### Directions
1) Reproduce exactly the part of the reader comments on Meslier that opens with the words containing "3. brucegee1962 says" and closes with "he sees them.".
2) Resume the reader comments on Meslier from the point where they stop.


    Our entire population (USA, at least) is marinated in corruptions, and anyone who pretends they aren’t infected by it in ways they can’t see is just in denial about it.

  2. flexilis says

    I am reminded of “The Universal Soldier” by Buffy Sainte Marie. ( Better known from Donovan’s cover version.) In the USA we often idolize the individuals in the armed forces without thinking about the realities of our forever wars.

  3. brucegee1962 says

    I’ve got to say, this one isn’t Meslier at his best. His premises don’t seem to lead to his conclusions. He starts off with a very European, elitist, privileged POV comparing Locke and Newton to those beastly savages, with large dollops of casual racism thrown in. Of course there is a natural hierarchy of intelligence. Then he pivots to attacking the late Emperors, not, as a democratic view would have it, because peasants may have just as much or more worth and value as these three individuals, but rather because the wrong elites ended up on top. One presumes that if Locke and Newton had ended up as Emperors due to their intellectual superiority, he’d be just ducky with that. He doesn’t complain that we shouldn’t have Emperors, just that we shouldn’t have them unless they have “culture, experience, or reason” as he sees them.

    I quite like Jared Diamond’s take, who points out that none of the elites like Meslier who look down upon the Kalihari bushmen would survive for 24 hours if dropped in the middle of the Kalihari desert where the bushmen live comfortably or even luxuriously. I’m always reminding myself that the student who is incapable or writing a coherent paragraph may have an encyclopedic knowledge of baseball stats. I think it’s best to assume we all have basically the same intellectual capacity, we just choose to use it in different ways. Even Tiberius, Nero, Caligula, and Trump may have had something they were good at — it just didn’t happen to be governing.

### Source data
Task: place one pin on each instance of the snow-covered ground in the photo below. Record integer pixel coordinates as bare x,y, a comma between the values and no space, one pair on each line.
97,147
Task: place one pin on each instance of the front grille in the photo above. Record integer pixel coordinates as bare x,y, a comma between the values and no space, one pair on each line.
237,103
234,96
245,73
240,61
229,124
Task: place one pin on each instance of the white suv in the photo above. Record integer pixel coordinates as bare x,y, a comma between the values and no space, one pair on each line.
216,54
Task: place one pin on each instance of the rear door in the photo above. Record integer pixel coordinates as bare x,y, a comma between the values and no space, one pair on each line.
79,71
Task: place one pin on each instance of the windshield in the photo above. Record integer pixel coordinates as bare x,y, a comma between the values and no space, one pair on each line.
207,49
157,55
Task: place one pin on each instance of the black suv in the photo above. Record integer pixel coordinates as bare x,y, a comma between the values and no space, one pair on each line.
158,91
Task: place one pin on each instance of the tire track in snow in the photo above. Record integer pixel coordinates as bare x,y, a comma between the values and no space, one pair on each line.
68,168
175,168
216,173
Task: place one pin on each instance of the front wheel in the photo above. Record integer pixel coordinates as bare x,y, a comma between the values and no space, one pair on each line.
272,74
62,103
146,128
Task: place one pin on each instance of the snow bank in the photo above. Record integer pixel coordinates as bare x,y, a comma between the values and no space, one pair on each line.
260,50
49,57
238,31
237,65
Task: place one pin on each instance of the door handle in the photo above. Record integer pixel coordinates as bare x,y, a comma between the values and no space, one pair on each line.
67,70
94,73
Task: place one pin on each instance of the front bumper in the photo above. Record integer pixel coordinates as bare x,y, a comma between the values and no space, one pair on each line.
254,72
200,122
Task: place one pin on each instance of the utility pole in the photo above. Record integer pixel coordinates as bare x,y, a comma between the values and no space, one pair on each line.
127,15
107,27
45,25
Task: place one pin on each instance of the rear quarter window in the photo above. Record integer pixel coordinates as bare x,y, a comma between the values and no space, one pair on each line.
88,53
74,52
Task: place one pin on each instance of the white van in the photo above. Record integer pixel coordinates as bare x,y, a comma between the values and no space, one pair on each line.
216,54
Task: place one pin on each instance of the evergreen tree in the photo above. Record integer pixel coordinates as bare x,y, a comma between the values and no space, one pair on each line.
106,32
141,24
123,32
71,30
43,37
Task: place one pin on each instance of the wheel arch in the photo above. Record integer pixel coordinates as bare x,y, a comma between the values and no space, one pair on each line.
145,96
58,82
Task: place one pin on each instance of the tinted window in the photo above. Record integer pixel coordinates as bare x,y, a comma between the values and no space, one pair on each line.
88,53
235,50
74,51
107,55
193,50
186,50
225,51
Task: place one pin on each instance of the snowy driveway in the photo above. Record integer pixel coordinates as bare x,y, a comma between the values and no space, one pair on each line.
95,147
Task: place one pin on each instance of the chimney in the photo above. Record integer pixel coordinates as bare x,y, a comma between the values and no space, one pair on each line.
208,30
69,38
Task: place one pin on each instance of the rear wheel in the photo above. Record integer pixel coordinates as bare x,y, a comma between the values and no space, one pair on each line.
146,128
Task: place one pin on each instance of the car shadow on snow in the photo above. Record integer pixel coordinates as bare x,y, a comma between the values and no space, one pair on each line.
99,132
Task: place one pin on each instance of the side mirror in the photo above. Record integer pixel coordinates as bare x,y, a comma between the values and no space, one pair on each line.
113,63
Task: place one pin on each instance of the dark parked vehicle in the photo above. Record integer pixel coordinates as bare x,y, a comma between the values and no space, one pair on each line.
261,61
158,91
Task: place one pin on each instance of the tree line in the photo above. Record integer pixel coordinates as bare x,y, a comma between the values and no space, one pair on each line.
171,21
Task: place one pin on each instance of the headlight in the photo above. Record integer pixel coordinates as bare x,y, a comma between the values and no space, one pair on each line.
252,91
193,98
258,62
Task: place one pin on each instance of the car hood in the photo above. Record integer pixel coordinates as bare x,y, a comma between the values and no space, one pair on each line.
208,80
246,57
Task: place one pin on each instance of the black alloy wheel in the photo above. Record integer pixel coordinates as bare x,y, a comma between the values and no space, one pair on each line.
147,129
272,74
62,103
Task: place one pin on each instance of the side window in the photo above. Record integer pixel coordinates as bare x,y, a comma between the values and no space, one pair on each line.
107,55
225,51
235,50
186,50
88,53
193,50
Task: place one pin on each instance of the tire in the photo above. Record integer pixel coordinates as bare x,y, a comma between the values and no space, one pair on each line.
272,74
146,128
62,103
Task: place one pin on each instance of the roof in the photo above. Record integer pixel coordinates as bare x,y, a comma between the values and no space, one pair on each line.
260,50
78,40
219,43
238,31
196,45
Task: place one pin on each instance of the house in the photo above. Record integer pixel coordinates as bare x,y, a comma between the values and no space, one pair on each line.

### Responses for each task
1)
3. brucegee1962 says

    I’ve got to say, this one isn’t Meslier at his best. His premises don’t seem to lead to his conclusions. He starts off with a very European, elitist, privileged POV comparing Locke and Newton to those beastly savages, with large dollops of casual racism thrown in. Of course there is a natural hierarchy of intelligence. Then he pivots to attacking the late Emperors, not, as a democratic view would have it, because peasants may have just as much or more worth and value as these three individuals, but rather because the wrong elites ended up on top. One presumes that if Locke and Newton had ended up as Emperors due to their intellectual superiority, he’d be just ducky with that. He doesn’t complain that we shouldn’t have Emperors, just that we shouldn’t have them unless they have “culture, experience, or reason” as he sees them.

2)
  4. brucegee1962 says

    I mean, look at this passage again:

    There are in the human race, beings as different from one another as man is from a horse or a dog. What conformity or resemblance do we find between some men? What an infinite distance between the genius of a Locke, of a Newton, and that of a peasant, of a Hottentot, or of a Laplander!

    It looks as if he is building up to an argument as to why Europeans ought to occupy the savages; the whole thing about tyrants seem to come out of the blue. It really sounds as if he’s all in for social hierarchies, as long as the folks he likes are on top. Seriously, it’s attitudes like this that help explain why the European revolutions of the 18th and 19th centuries went so frequently bad.
    Maybe the sentiments expressed here aren’t typical of him? I hope?

  5. says

    brucegee1962@#4:
    Maybe the sentiments expressed here aren’t typical of him? I hope?

    He moslty sticks to attacks against religion. When he starts trying to bridge between anti-religion philosophy and politics, he has the same problems as a lot of enlightenment philosophers.

  6. brucegee1962 says

    Interesting. His Wikipedia bio says he was some kind of proto-communist — maybe it just shows up more in his other writings.

  7. polishsalami says

    I was wondering what happened to Monday Meslier.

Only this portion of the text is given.